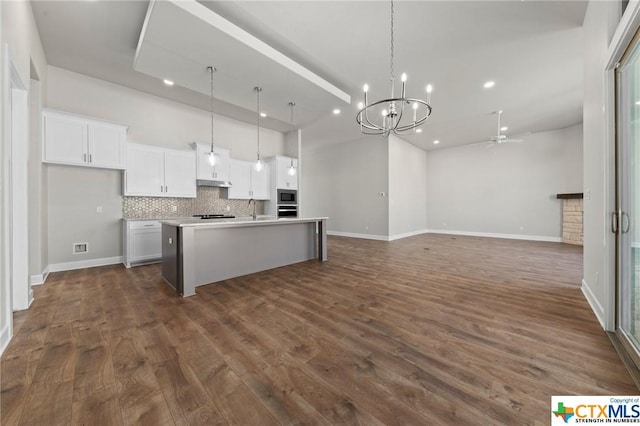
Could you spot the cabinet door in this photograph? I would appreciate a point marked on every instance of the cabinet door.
(144, 174)
(261, 183)
(180, 174)
(240, 177)
(223, 164)
(285, 179)
(65, 140)
(106, 145)
(145, 245)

◇ ◇ ◇ ◇

## [What is expected]
Reproduce all of the material above, requests included but pictures left out, multiplying every point coordinate in the answers by 1.15 and rounding each result to a whole number, with halves rounded up.

## [Answer for this exercise]
Could you spot the cabinet door in this photograph? I would appreciate a point marked on every instance of the cabinet door.
(166, 200)
(300, 210)
(207, 200)
(276, 204)
(256, 189)
(328, 206)
(75, 161)
(122, 167)
(167, 282)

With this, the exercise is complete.